> Objective 1:
Summarize the passage on Christ as Surety in two sentences.
> Objective 2:
Write out the passage on Christ as Surety again, starting at "A surety is one who strikes" and ending at "10:16-18; Heb. 10:5-14).", and swap "bondage" for "servitude".
> Objective 3:
Pick up the passage on Christ as Surety after its last sentence and continue writing it.

> Excerpted passage:
Here (Gen. 43:8-9), the Spirit of God gives us another beautiful and instructive picture of the Lord Jesus Christ and of the grace of God in him. As Judah became surety for Benjamin, assuming all responsibility for Him, so the Lord Jesus Christ, who sprang from the tribe of Judah, became Surety for God’s elect before the worlds were made, in the covenant of grace, assuming total, absolute responsibility for the salvation of his people (Heb. 7:22). In this study, I will try to set forth what a surety is and how the Lord Jesus Christ performs the work of a surety on our behalf.
A surety, is one who binds himself to stand good for another. A surety is one who approaches one person on behalf of another person. He is a representative man who lays himself under obligation to another person for the one he represents. In this sense, Christ is our Surety. He drew near to God the Father on our behalf, before the world began, and laid himself under obligation to God for us (Psa. 40:7-8; John 10:16-18).
A surety is one who strikes hands with another in solemn agreement. Suretyship, to a man of honor, is a voluntary bondage (Pro. 6:1-2). When Christ became our Surety, he voluntarily placed himself in bondage to his Father until his service was performed (Isa. 50:5-7; John 10:16-18; Heb. 10:5-14).

> Data records:
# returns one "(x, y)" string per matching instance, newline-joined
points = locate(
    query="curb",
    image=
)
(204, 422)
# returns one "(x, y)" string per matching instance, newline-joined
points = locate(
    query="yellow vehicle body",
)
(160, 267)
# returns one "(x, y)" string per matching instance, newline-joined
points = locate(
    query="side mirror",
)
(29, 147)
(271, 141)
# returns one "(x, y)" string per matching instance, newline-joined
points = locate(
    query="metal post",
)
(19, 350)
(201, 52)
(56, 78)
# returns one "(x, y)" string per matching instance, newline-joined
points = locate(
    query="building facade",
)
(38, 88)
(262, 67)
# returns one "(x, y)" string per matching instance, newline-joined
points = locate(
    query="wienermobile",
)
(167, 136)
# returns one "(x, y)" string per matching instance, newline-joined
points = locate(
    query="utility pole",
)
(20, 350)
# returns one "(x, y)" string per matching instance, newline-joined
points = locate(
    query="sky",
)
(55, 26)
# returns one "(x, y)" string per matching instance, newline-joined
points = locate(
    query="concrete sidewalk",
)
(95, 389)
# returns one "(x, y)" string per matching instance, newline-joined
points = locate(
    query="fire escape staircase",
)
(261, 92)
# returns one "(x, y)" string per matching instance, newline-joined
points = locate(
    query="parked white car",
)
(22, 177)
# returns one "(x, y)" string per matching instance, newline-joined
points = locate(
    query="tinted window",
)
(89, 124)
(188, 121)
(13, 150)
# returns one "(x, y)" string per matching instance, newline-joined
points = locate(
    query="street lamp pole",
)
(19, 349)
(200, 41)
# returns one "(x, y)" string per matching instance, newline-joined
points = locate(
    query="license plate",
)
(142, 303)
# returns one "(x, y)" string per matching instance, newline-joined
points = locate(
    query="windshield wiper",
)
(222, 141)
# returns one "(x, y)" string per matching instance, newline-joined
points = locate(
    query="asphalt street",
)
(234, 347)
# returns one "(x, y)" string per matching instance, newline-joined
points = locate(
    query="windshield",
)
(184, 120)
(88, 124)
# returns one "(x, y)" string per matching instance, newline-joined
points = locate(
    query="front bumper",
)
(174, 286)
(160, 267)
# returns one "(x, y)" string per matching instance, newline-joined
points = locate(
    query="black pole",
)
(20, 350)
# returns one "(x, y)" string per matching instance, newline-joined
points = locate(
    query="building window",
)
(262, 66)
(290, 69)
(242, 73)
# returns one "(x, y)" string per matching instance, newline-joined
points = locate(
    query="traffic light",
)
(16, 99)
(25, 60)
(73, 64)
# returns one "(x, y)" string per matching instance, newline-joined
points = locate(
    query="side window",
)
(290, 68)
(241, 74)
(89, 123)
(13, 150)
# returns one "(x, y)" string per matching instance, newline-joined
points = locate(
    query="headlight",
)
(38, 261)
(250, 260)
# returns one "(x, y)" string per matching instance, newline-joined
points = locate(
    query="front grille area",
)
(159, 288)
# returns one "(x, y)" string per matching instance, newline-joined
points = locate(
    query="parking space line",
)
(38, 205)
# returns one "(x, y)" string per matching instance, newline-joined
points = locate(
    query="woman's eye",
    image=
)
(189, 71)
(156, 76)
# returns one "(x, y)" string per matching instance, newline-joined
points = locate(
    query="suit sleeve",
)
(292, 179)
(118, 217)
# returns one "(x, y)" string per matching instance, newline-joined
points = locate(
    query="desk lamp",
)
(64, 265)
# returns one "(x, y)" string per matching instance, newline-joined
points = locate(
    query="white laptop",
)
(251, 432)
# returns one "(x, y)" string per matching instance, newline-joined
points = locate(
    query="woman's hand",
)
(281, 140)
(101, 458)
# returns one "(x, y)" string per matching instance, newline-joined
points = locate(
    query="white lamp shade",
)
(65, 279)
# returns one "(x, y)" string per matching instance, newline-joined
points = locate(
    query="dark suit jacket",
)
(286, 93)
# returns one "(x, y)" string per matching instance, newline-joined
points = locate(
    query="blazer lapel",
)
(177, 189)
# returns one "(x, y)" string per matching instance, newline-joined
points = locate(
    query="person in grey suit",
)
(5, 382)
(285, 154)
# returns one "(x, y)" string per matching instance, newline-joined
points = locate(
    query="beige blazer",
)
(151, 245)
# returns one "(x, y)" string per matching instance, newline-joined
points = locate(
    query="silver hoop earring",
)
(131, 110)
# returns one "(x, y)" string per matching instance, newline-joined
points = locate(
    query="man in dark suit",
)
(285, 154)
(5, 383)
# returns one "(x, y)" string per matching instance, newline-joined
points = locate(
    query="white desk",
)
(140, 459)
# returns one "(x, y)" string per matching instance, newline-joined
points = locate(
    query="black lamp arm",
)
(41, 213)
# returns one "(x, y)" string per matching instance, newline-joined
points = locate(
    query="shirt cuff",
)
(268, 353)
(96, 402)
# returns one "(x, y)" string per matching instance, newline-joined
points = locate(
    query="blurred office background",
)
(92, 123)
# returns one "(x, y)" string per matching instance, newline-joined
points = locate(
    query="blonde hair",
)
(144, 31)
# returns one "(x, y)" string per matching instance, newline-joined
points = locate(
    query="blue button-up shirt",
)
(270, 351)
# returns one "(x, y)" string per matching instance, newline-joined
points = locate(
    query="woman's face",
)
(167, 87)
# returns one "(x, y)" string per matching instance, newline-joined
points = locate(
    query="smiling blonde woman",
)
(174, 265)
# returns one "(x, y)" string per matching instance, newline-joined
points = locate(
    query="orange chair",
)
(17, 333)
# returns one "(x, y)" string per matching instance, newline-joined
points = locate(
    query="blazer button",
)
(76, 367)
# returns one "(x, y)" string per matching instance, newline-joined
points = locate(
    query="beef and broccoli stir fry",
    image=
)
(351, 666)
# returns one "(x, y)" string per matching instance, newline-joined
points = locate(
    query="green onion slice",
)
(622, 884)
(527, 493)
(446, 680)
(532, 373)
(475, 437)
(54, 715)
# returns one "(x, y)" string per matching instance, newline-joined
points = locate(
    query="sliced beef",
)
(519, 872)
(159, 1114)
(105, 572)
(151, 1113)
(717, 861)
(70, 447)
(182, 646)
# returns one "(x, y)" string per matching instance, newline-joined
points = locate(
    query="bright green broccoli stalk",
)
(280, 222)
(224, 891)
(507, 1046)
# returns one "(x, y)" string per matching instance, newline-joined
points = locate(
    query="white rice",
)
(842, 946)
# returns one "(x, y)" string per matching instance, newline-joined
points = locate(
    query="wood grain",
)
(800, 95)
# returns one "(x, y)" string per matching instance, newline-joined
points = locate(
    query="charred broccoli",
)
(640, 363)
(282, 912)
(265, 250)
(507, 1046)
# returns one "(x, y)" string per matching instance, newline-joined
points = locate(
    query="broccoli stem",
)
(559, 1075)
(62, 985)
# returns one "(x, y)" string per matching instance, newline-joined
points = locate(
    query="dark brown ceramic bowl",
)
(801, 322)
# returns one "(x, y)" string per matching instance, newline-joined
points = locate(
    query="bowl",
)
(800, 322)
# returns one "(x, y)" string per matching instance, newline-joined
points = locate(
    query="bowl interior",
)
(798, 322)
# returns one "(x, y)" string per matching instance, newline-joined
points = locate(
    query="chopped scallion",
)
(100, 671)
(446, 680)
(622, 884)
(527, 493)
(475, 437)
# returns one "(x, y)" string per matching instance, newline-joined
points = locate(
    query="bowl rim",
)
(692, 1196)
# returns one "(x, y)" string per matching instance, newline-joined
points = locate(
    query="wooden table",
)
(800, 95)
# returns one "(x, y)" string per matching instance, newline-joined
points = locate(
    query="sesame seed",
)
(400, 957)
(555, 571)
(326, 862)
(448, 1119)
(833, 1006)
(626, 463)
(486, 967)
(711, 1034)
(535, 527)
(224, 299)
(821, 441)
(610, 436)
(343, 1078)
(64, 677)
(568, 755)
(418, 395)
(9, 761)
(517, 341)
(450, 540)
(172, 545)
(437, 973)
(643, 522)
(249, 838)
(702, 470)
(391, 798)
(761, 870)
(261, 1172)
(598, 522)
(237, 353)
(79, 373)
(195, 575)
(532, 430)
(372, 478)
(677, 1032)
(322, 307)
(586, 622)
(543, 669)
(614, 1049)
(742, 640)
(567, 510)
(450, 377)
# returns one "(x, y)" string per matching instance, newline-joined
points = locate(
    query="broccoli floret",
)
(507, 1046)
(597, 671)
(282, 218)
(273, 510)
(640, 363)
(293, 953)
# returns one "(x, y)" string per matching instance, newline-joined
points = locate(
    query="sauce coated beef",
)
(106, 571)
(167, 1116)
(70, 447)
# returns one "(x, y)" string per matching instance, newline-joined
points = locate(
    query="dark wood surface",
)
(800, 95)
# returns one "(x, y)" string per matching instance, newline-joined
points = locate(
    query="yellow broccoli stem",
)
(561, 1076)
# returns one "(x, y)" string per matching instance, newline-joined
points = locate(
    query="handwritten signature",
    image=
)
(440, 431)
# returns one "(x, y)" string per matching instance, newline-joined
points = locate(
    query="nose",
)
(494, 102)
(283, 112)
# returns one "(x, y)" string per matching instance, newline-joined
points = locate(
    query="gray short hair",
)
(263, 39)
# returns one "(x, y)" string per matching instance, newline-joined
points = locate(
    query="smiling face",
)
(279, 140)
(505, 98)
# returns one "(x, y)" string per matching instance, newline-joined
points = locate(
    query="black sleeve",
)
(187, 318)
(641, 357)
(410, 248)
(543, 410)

> Final answer 1:
The passage presents Judah's becoming surety for Benjamin as a picture of the Lord Jesus Christ, who became Surety for God's elect before the worlds were made and took total responsibility for the salvation of his people. It describes a surety as one who binds himself to stand good for another and strikes hands in solemn agreement, and says Christ voluntarily placed himself in bondage to his Father until his service was performed.

> Final answer 2:
A surety is one who strikes hands with another in solemn agreement. Suretyship, to a man of honor, is a voluntary servitude (Pro. 6:1-2). When Christ became our Surety, he voluntarily placed himself in servitude to his Father until his service was performed (Isa. 50:5-7; John 10:16-18; Heb. 10:5-14).

> Final answer 3:
This is what the Lord Jesus Christ did as the Surety for God’s elect, in the everlasting covenant of grace, before the world began. He drew near to God the Father on behalf of his elect (Pro. 8:30-31). Because justice must be maintained, even in the exercise of mercy, (Pro. 17:15), our great Surety promised to faithfully perform all that God required for the salvation of his people. Our Savior pledged himself, according to the will of God, to bring in an everlasting righteousness for us, satisfy all God’s law and justice on our behalf, to put away our sins by the sacrifice of himself, to give the chosen a new, holy nature in the new birth, to raise them up in glorification and perfection, and at last present them to the Father in the perfection of holiness to the praise of the glory of his grace.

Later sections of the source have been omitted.